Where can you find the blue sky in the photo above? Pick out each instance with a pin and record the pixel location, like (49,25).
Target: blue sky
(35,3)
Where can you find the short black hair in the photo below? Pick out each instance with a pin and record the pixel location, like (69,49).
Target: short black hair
--------------------------------
→ **Task**:
Rewrite all of the data above, swapping every occurrence of "pixel location" for "pixel coordinates" and changing nothing else.

→ **Reply to the task**:
Where can you find the blue sky in the photo above? Pick out each instance with a pin and record the pixel coordinates, like (49,25).
Target: blue sky
(35,3)
Where can you find the short black hair in the photo below? Pick out each instance with a pin and record the pixel coordinates, like (69,49).
Target: short black hair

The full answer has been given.